SELECTED TEXT:
= = = = = = =

Given the 500% surge in AI prompt volume, employees are inputting vast amounts of information. Could you share an example of how a seemingly harmless prompt can inadvertently leak intellectual property or source code, and what are the key indicators of such high-risk behavior?

It’s easy to underestimate the danger in a simple prompt, especially with prompt volumes jumping 500% in a year. Imagine a developer struggling with a piece of code. They might copy and paste a buggy snippet into a public AI chatbot and ask, “How can I fix this function to optimize database queries for our customer rewards program?” In that one innocent-seeming action, they’ve potentially exposed proprietary source code and details about the company’s business logic. The key indicator of this high-risk behavior is the nature of the data being uploaded. When you see source code, internal strategy documents, or credentials appearing in prompts, alarm bells should be ringing. It’s this unintentional but frequent leakage, happening across thousands of prompts per month, that creates such a complex and widespread risk profile.

While nine-in-ten organizations now block some AI applications, overall usage continues to grow. What are the limitations of a block-only security strategy, and how can teams evolve their approach to balance necessary data loss prevention with enabling employee innovation?

A block-only strategy is fundamentally a losing battle. While it’s true that nine in ten organizations are blocking at least one AI app, we see overall usage continuing to skyrocket. Simply blocking tools often just pushes employees to find workarounds, usually through those unmanaged personal accounts we discussed, which deepens the “shadow AI” problem. This approach stifles innovation and creates a frustrating environment for employees who are genuinely trying to be more productive. A more evolved strategy requires security teams to become “AI-aware.” This means expanding the scope of existing tools like Data Loss Prevention (DLP) to understand the context of AI interactions. The goal should be to foster a balance, enabling the use of approved, secure tools while implementing intelligent policies that prevent sensitive data from leaving the organization, no matter which application an employee is using.

As autonomous agentic AI systems create a new attack surface, how does the risk from an AI agent differ from a human user? Please explain what new monitoring or governance frameworks are essential for security teams to implement now.

= = = = = = =

RECORDED INFORMATION:

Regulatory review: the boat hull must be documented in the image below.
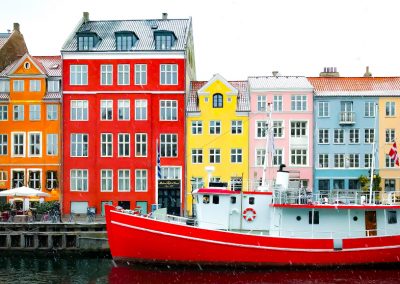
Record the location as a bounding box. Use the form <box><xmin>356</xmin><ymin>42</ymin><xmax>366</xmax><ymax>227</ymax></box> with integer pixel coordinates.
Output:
<box><xmin>106</xmin><ymin>206</ymin><xmax>400</xmax><ymax>266</ymax></box>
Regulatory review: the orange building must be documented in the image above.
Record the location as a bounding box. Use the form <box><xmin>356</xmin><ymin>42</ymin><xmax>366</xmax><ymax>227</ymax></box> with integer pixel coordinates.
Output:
<box><xmin>0</xmin><ymin>53</ymin><xmax>62</xmax><ymax>204</ymax></box>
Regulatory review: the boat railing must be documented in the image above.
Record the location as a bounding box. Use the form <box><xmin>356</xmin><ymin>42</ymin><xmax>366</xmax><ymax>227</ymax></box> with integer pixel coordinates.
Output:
<box><xmin>274</xmin><ymin>188</ymin><xmax>400</xmax><ymax>205</ymax></box>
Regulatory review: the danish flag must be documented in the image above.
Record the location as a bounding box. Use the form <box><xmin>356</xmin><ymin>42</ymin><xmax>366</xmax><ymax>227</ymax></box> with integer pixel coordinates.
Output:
<box><xmin>389</xmin><ymin>142</ymin><xmax>399</xmax><ymax>165</ymax></box>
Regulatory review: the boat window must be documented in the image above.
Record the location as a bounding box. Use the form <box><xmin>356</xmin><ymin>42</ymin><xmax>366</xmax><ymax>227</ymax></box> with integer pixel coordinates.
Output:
<box><xmin>388</xmin><ymin>211</ymin><xmax>397</xmax><ymax>224</ymax></box>
<box><xmin>308</xmin><ymin>211</ymin><xmax>319</xmax><ymax>225</ymax></box>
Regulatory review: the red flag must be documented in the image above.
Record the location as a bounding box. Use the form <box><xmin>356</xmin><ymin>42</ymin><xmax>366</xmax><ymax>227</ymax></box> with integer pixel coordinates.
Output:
<box><xmin>389</xmin><ymin>142</ymin><xmax>399</xmax><ymax>165</ymax></box>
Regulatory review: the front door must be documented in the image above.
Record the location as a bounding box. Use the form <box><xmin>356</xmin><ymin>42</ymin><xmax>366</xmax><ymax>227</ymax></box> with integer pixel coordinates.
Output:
<box><xmin>365</xmin><ymin>211</ymin><xmax>377</xmax><ymax>237</ymax></box>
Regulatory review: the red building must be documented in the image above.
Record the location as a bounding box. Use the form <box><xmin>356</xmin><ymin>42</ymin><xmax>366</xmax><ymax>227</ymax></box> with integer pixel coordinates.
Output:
<box><xmin>61</xmin><ymin>12</ymin><xmax>195</xmax><ymax>214</ymax></box>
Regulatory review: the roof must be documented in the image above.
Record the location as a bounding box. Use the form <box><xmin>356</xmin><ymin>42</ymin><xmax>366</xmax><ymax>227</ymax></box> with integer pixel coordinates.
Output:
<box><xmin>61</xmin><ymin>18</ymin><xmax>191</xmax><ymax>51</ymax></box>
<box><xmin>248</xmin><ymin>76</ymin><xmax>313</xmax><ymax>90</ymax></box>
<box><xmin>186</xmin><ymin>81</ymin><xmax>250</xmax><ymax>112</ymax></box>
<box><xmin>308</xmin><ymin>77</ymin><xmax>400</xmax><ymax>96</ymax></box>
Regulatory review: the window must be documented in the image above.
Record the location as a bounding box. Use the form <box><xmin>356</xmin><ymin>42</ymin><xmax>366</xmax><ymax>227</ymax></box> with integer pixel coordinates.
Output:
<box><xmin>71</xmin><ymin>133</ymin><xmax>89</xmax><ymax>157</ymax></box>
<box><xmin>100</xmin><ymin>133</ymin><xmax>113</xmax><ymax>157</ymax></box>
<box><xmin>308</xmin><ymin>211</ymin><xmax>319</xmax><ymax>225</ymax></box>
<box><xmin>46</xmin><ymin>134</ymin><xmax>58</xmax><ymax>156</ymax></box>
<box><xmin>334</xmin><ymin>154</ymin><xmax>344</xmax><ymax>168</ymax></box>
<box><xmin>273</xmin><ymin>121</ymin><xmax>283</xmax><ymax>138</ymax></box>
<box><xmin>135</xmin><ymin>100</ymin><xmax>147</xmax><ymax>120</ymax></box>
<box><xmin>318</xmin><ymin>129</ymin><xmax>329</xmax><ymax>144</ymax></box>
<box><xmin>364</xmin><ymin>128</ymin><xmax>375</xmax><ymax>143</ymax></box>
<box><xmin>192</xmin><ymin>149</ymin><xmax>203</xmax><ymax>164</ymax></box>
<box><xmin>71</xmin><ymin>100</ymin><xmax>89</xmax><ymax>121</ymax></box>
<box><xmin>291</xmin><ymin>95</ymin><xmax>307</xmax><ymax>111</ymax></box>
<box><xmin>0</xmin><ymin>105</ymin><xmax>8</xmax><ymax>121</ymax></box>
<box><xmin>100</xmin><ymin>100</ymin><xmax>113</xmax><ymax>120</ymax></box>
<box><xmin>231</xmin><ymin>120</ymin><xmax>243</xmax><ymax>134</ymax></box>
<box><xmin>364</xmin><ymin>102</ymin><xmax>375</xmax><ymax>117</ymax></box>
<box><xmin>387</xmin><ymin>211</ymin><xmax>397</xmax><ymax>224</ymax></box>
<box><xmin>192</xmin><ymin>120</ymin><xmax>203</xmax><ymax>134</ymax></box>
<box><xmin>28</xmin><ymin>170</ymin><xmax>41</xmax><ymax>189</ymax></box>
<box><xmin>349</xmin><ymin>154</ymin><xmax>360</xmax><ymax>168</ymax></box>
<box><xmin>318</xmin><ymin>154</ymin><xmax>329</xmax><ymax>169</ymax></box>
<box><xmin>47</xmin><ymin>80</ymin><xmax>60</xmax><ymax>93</ymax></box>
<box><xmin>364</xmin><ymin>154</ymin><xmax>372</xmax><ymax>168</ymax></box>
<box><xmin>257</xmin><ymin>96</ymin><xmax>267</xmax><ymax>111</ymax></box>
<box><xmin>115</xmin><ymin>32</ymin><xmax>137</xmax><ymax>51</ymax></box>
<box><xmin>135</xmin><ymin>133</ymin><xmax>147</xmax><ymax>157</ymax></box>
<box><xmin>210</xmin><ymin>149</ymin><xmax>221</xmax><ymax>164</ymax></box>
<box><xmin>385</xmin><ymin>128</ymin><xmax>396</xmax><ymax>143</ymax></box>
<box><xmin>69</xmin><ymin>65</ymin><xmax>88</xmax><ymax>86</ymax></box>
<box><xmin>100</xmin><ymin>64</ymin><xmax>113</xmax><ymax>86</ymax></box>
<box><xmin>29</xmin><ymin>80</ymin><xmax>41</xmax><ymax>92</ymax></box>
<box><xmin>13</xmin><ymin>80</ymin><xmax>24</xmax><ymax>92</ymax></box>
<box><xmin>118</xmin><ymin>100</ymin><xmax>131</xmax><ymax>120</ymax></box>
<box><xmin>13</xmin><ymin>105</ymin><xmax>24</xmax><ymax>121</ymax></box>
<box><xmin>386</xmin><ymin>102</ymin><xmax>396</xmax><ymax>116</ymax></box>
<box><xmin>291</xmin><ymin>149</ymin><xmax>307</xmax><ymax>166</ymax></box>
<box><xmin>29</xmin><ymin>105</ymin><xmax>40</xmax><ymax>120</ymax></box>
<box><xmin>231</xmin><ymin>149</ymin><xmax>242</xmax><ymax>163</ymax></box>
<box><xmin>135</xmin><ymin>64</ymin><xmax>147</xmax><ymax>85</ymax></box>
<box><xmin>118</xmin><ymin>133</ymin><xmax>131</xmax><ymax>157</ymax></box>
<box><xmin>12</xmin><ymin>132</ymin><xmax>25</xmax><ymax>156</ymax></box>
<box><xmin>118</xmin><ymin>170</ymin><xmax>131</xmax><ymax>191</ymax></box>
<box><xmin>349</xmin><ymin>129</ymin><xmax>360</xmax><ymax>144</ymax></box>
<box><xmin>155</xmin><ymin>32</ymin><xmax>174</xmax><ymax>50</ymax></box>
<box><xmin>100</xmin><ymin>170</ymin><xmax>113</xmax><ymax>192</ymax></box>
<box><xmin>272</xmin><ymin>149</ymin><xmax>283</xmax><ymax>166</ymax></box>
<box><xmin>118</xmin><ymin>64</ymin><xmax>130</xmax><ymax>85</ymax></box>
<box><xmin>160</xmin><ymin>134</ymin><xmax>178</xmax><ymax>157</ymax></box>
<box><xmin>385</xmin><ymin>154</ymin><xmax>394</xmax><ymax>168</ymax></box>
<box><xmin>273</xmin><ymin>96</ymin><xmax>283</xmax><ymax>112</ymax></box>
<box><xmin>290</xmin><ymin>121</ymin><xmax>307</xmax><ymax>138</ymax></box>
<box><xmin>135</xmin><ymin>170</ymin><xmax>147</xmax><ymax>191</ymax></box>
<box><xmin>333</xmin><ymin>129</ymin><xmax>344</xmax><ymax>144</ymax></box>
<box><xmin>210</xmin><ymin>120</ymin><xmax>221</xmax><ymax>134</ymax></box>
<box><xmin>0</xmin><ymin>134</ymin><xmax>8</xmax><ymax>156</ymax></box>
<box><xmin>256</xmin><ymin>120</ymin><xmax>268</xmax><ymax>138</ymax></box>
<box><xmin>70</xmin><ymin>170</ymin><xmax>88</xmax><ymax>192</ymax></box>
<box><xmin>256</xmin><ymin>149</ymin><xmax>265</xmax><ymax>167</ymax></box>
<box><xmin>385</xmin><ymin>179</ymin><xmax>396</xmax><ymax>192</ymax></box>
<box><xmin>160</xmin><ymin>100</ymin><xmax>178</xmax><ymax>121</ymax></box>
<box><xmin>318</xmin><ymin>102</ymin><xmax>329</xmax><ymax>117</ymax></box>
<box><xmin>160</xmin><ymin>64</ymin><xmax>178</xmax><ymax>85</ymax></box>
<box><xmin>46</xmin><ymin>105</ymin><xmax>58</xmax><ymax>120</ymax></box>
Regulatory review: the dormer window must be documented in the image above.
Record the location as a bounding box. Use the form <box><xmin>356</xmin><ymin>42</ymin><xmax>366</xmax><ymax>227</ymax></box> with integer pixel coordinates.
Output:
<box><xmin>115</xmin><ymin>32</ymin><xmax>138</xmax><ymax>51</ymax></box>
<box><xmin>154</xmin><ymin>31</ymin><xmax>175</xmax><ymax>50</ymax></box>
<box><xmin>78</xmin><ymin>33</ymin><xmax>100</xmax><ymax>51</ymax></box>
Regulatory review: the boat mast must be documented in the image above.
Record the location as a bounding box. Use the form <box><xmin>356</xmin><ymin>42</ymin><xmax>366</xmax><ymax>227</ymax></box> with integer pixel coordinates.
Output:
<box><xmin>369</xmin><ymin>104</ymin><xmax>379</xmax><ymax>204</ymax></box>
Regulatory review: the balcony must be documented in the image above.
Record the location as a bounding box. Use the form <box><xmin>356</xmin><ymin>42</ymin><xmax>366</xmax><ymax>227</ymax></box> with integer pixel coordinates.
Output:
<box><xmin>339</xmin><ymin>111</ymin><xmax>356</xmax><ymax>124</ymax></box>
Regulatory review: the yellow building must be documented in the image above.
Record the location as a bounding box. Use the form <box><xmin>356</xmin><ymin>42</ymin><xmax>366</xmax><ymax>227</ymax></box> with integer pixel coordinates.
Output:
<box><xmin>186</xmin><ymin>74</ymin><xmax>250</xmax><ymax>214</ymax></box>
<box><xmin>378</xmin><ymin>96</ymin><xmax>400</xmax><ymax>193</ymax></box>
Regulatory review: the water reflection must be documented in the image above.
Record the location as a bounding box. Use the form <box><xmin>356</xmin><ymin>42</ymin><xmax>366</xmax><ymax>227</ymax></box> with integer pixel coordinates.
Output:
<box><xmin>108</xmin><ymin>266</ymin><xmax>400</xmax><ymax>284</ymax></box>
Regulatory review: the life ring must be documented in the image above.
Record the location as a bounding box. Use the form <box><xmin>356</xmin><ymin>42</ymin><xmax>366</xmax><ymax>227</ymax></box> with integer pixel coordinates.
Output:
<box><xmin>243</xmin><ymin>208</ymin><xmax>257</xmax><ymax>222</ymax></box>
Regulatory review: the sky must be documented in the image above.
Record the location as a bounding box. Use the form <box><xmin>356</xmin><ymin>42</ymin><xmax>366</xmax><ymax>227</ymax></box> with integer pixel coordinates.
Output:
<box><xmin>0</xmin><ymin>0</ymin><xmax>400</xmax><ymax>80</ymax></box>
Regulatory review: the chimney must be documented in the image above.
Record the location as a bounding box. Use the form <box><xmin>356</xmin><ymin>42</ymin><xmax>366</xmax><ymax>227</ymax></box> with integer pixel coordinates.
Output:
<box><xmin>364</xmin><ymin>66</ymin><xmax>372</xmax><ymax>77</ymax></box>
<box><xmin>14</xmin><ymin>23</ymin><xmax>19</xmax><ymax>32</ymax></box>
<box><xmin>319</xmin><ymin>67</ymin><xmax>340</xmax><ymax>77</ymax></box>
<box><xmin>83</xmin><ymin>12</ymin><xmax>89</xmax><ymax>24</ymax></box>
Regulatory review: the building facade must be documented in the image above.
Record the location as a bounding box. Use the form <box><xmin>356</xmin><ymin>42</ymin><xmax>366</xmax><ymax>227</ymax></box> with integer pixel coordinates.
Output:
<box><xmin>0</xmin><ymin>53</ymin><xmax>62</xmax><ymax>204</ymax></box>
<box><xmin>186</xmin><ymin>74</ymin><xmax>249</xmax><ymax>214</ymax></box>
<box><xmin>62</xmin><ymin>12</ymin><xmax>195</xmax><ymax>214</ymax></box>
<box><xmin>249</xmin><ymin>76</ymin><xmax>314</xmax><ymax>189</ymax></box>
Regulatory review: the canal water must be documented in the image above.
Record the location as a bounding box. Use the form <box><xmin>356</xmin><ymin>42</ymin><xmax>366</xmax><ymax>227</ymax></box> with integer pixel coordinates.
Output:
<box><xmin>0</xmin><ymin>255</ymin><xmax>400</xmax><ymax>284</ymax></box>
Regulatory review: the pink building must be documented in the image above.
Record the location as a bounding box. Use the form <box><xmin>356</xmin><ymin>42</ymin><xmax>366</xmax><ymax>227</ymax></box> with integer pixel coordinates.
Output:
<box><xmin>249</xmin><ymin>76</ymin><xmax>314</xmax><ymax>190</ymax></box>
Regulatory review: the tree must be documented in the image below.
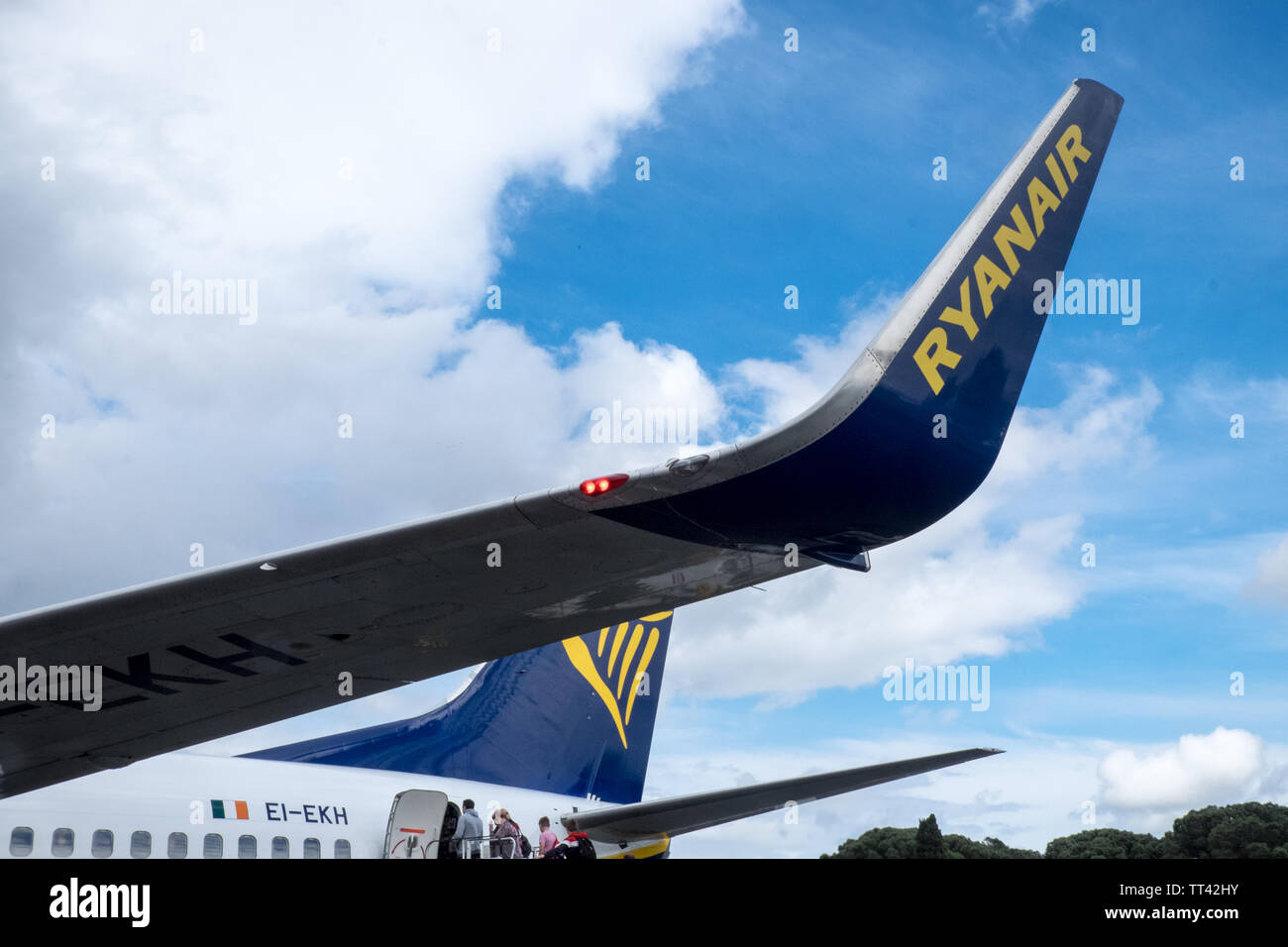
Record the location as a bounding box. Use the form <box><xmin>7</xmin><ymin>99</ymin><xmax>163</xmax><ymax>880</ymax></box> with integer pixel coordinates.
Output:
<box><xmin>912</xmin><ymin>813</ymin><xmax>948</xmax><ymax>858</ymax></box>
<box><xmin>1046</xmin><ymin>828</ymin><xmax>1166</xmax><ymax>858</ymax></box>
<box><xmin>1164</xmin><ymin>802</ymin><xmax>1288</xmax><ymax>858</ymax></box>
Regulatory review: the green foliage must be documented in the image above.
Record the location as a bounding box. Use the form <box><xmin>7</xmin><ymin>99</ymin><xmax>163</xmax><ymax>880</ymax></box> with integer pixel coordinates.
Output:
<box><xmin>1163</xmin><ymin>802</ymin><xmax>1288</xmax><ymax>858</ymax></box>
<box><xmin>1046</xmin><ymin>828</ymin><xmax>1166</xmax><ymax>858</ymax></box>
<box><xmin>912</xmin><ymin>813</ymin><xmax>948</xmax><ymax>858</ymax></box>
<box><xmin>823</xmin><ymin>802</ymin><xmax>1288</xmax><ymax>858</ymax></box>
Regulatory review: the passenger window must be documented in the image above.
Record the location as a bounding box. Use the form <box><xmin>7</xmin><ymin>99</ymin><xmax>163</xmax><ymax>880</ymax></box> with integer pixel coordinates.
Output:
<box><xmin>130</xmin><ymin>832</ymin><xmax>152</xmax><ymax>858</ymax></box>
<box><xmin>89</xmin><ymin>828</ymin><xmax>112</xmax><ymax>858</ymax></box>
<box><xmin>9</xmin><ymin>826</ymin><xmax>34</xmax><ymax>858</ymax></box>
<box><xmin>49</xmin><ymin>828</ymin><xmax>76</xmax><ymax>858</ymax></box>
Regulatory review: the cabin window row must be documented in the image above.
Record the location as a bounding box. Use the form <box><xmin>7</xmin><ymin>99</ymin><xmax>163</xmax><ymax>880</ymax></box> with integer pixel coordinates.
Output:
<box><xmin>9</xmin><ymin>826</ymin><xmax>352</xmax><ymax>858</ymax></box>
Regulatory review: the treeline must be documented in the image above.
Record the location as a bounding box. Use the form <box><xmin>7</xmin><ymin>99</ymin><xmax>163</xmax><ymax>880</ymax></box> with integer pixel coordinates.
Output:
<box><xmin>821</xmin><ymin>802</ymin><xmax>1288</xmax><ymax>858</ymax></box>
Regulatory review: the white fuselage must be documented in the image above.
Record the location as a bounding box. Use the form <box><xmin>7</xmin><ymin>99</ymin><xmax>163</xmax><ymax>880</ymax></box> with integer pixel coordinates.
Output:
<box><xmin>0</xmin><ymin>751</ymin><xmax>638</xmax><ymax>858</ymax></box>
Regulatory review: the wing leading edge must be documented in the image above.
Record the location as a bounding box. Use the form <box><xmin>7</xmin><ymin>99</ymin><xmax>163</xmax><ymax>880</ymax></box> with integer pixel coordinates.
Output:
<box><xmin>0</xmin><ymin>80</ymin><xmax>1122</xmax><ymax>797</ymax></box>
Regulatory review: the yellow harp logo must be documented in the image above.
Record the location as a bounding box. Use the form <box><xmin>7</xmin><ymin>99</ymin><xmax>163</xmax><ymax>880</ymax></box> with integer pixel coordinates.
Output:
<box><xmin>563</xmin><ymin>612</ymin><xmax>671</xmax><ymax>747</ymax></box>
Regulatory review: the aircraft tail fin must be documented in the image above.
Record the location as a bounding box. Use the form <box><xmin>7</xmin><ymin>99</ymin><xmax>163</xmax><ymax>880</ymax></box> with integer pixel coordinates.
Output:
<box><xmin>245</xmin><ymin>612</ymin><xmax>673</xmax><ymax>802</ymax></box>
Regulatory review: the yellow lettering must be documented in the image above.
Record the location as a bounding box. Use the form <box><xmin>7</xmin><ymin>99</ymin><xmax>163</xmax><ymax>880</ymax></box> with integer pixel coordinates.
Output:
<box><xmin>912</xmin><ymin>326</ymin><xmax>962</xmax><ymax>394</ymax></box>
<box><xmin>975</xmin><ymin>254</ymin><xmax>1012</xmax><ymax>318</ymax></box>
<box><xmin>939</xmin><ymin>275</ymin><xmax>979</xmax><ymax>339</ymax></box>
<box><xmin>1055</xmin><ymin>125</ymin><xmax>1091</xmax><ymax>181</ymax></box>
<box><xmin>1029</xmin><ymin>177</ymin><xmax>1060</xmax><ymax>236</ymax></box>
<box><xmin>993</xmin><ymin>204</ymin><xmax>1035</xmax><ymax>273</ymax></box>
<box><xmin>1046</xmin><ymin>155</ymin><xmax>1069</xmax><ymax>197</ymax></box>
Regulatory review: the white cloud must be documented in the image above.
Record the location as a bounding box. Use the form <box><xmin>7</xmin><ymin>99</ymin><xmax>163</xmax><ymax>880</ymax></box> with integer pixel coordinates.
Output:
<box><xmin>0</xmin><ymin>0</ymin><xmax>742</xmax><ymax>612</ymax></box>
<box><xmin>1100</xmin><ymin>727</ymin><xmax>1266</xmax><ymax>814</ymax></box>
<box><xmin>1244</xmin><ymin>536</ymin><xmax>1288</xmax><ymax>605</ymax></box>
<box><xmin>669</xmin><ymin>348</ymin><xmax>1160</xmax><ymax>708</ymax></box>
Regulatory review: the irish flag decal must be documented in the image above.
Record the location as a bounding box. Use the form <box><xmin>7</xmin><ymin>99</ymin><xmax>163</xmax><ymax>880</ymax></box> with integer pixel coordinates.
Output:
<box><xmin>210</xmin><ymin>798</ymin><xmax>250</xmax><ymax>818</ymax></box>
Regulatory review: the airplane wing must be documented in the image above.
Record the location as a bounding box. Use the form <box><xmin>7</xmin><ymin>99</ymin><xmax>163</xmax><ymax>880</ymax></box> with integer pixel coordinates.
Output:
<box><xmin>0</xmin><ymin>80</ymin><xmax>1122</xmax><ymax>797</ymax></box>
<box><xmin>561</xmin><ymin>749</ymin><xmax>1004</xmax><ymax>845</ymax></box>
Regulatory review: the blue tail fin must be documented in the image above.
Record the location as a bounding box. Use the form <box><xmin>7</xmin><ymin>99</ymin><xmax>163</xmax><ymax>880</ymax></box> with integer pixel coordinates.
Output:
<box><xmin>245</xmin><ymin>612</ymin><xmax>671</xmax><ymax>802</ymax></box>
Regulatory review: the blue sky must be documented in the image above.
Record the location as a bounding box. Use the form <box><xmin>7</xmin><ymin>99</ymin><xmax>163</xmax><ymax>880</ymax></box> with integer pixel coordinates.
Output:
<box><xmin>0</xmin><ymin>0</ymin><xmax>1288</xmax><ymax>856</ymax></box>
<box><xmin>486</xmin><ymin>3</ymin><xmax>1288</xmax><ymax>850</ymax></box>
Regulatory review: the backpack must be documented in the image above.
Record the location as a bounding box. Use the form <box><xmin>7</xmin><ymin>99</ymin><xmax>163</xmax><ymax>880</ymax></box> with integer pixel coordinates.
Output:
<box><xmin>568</xmin><ymin>832</ymin><xmax>597</xmax><ymax>860</ymax></box>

= = = = = = =

PROBLEM 1: In the interview on AI security, how many organizations are said to block at least one AI app?
PROBLEM 2: Please carry on the interview on AI security from its last line.

TASK ANSWER 1: Nine in ten.

TASK ANSWER 2:
The risk from an autonomous AI agent is fundamentally different from a human user because it operates with a level of speed, scale, and independence that we’ve never had to secure against before. A human user makes one decision at a time; an AI agent can execute thousands of actions across multiple systems based on a single directive, creating a vast and unpredictable attack surface. This requires a complete re-evaluation of our traditional security perimeters and trust models. It’s no longer enough to just monitor user logins. Security teams must immediately start incorporating agentic AI monitoring into their risk assessments. This means meticulously mapping the tasks these systems are authorized to perform and ensuring they operate strictly within predefined, approved governance frameworks. Without this oversight, you’re essentially giving a powerful, autonomous entity the keys to your kingdom and hoping for the best.

What is your forecast for generative AI security risks?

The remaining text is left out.